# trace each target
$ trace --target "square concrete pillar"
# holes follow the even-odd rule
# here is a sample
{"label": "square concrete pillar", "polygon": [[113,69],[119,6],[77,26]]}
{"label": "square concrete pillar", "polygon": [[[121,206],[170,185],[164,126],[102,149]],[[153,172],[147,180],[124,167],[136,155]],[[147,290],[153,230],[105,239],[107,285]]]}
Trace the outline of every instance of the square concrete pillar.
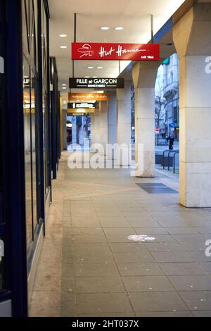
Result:
{"label": "square concrete pillar", "polygon": [[116,92],[109,92],[109,100],[108,101],[108,159],[114,160],[116,157],[115,144],[117,143],[117,99]]}
{"label": "square concrete pillar", "polygon": [[95,144],[95,113],[90,113],[90,151],[92,151],[92,145]]}
{"label": "square concrete pillar", "polygon": [[211,4],[196,4],[174,27],[179,58],[179,200],[211,207]]}
{"label": "square concrete pillar", "polygon": [[131,82],[117,89],[117,162],[119,166],[131,164]]}
{"label": "square concrete pillar", "polygon": [[103,147],[104,155],[106,155],[108,144],[108,101],[101,101],[99,108],[100,115],[100,143]]}
{"label": "square concrete pillar", "polygon": [[160,62],[138,62],[132,69],[135,89],[136,177],[155,176],[155,85]]}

* TASK TO CARRY OUT *
Lay out every line above as a Markdown table with the columns "Row" and "Text", numbering the rows in order and skipping blank lines. Leave the pictures out.

* SOLUTION *
| Row | Text |
|---|---|
| 1 | # trace each target |
| 2 | $ trace --target "square concrete pillar" |
| 3 | # holes follow the even-odd rule |
| 4 | # here is a sample |
| 5 | {"label": "square concrete pillar", "polygon": [[113,69],[119,6],[77,26]]} |
| 6 | {"label": "square concrete pillar", "polygon": [[[121,206],[170,185],[164,126],[102,149]],[[153,172],[147,180],[124,167],[136,155]],[[147,290],[153,230],[105,239],[107,285]]]} |
| 7 | Trace the outline of every instance of the square concrete pillar. |
| 8 | Result: |
| 9 | {"label": "square concrete pillar", "polygon": [[116,92],[109,92],[109,100],[108,101],[108,159],[114,160],[116,157],[115,144],[117,143],[117,99]]} |
| 10 | {"label": "square concrete pillar", "polygon": [[95,144],[95,113],[90,113],[90,151],[92,151],[92,145]]} |
| 11 | {"label": "square concrete pillar", "polygon": [[211,4],[196,4],[174,27],[179,58],[179,200],[211,207]]} |
| 12 | {"label": "square concrete pillar", "polygon": [[131,82],[117,89],[117,162],[119,166],[131,164]]} |
| 13 | {"label": "square concrete pillar", "polygon": [[103,147],[104,155],[106,155],[108,144],[108,101],[101,101],[99,108],[100,115],[100,143]]} |
| 14 | {"label": "square concrete pillar", "polygon": [[160,62],[138,62],[132,69],[135,89],[136,177],[155,176],[155,85]]} |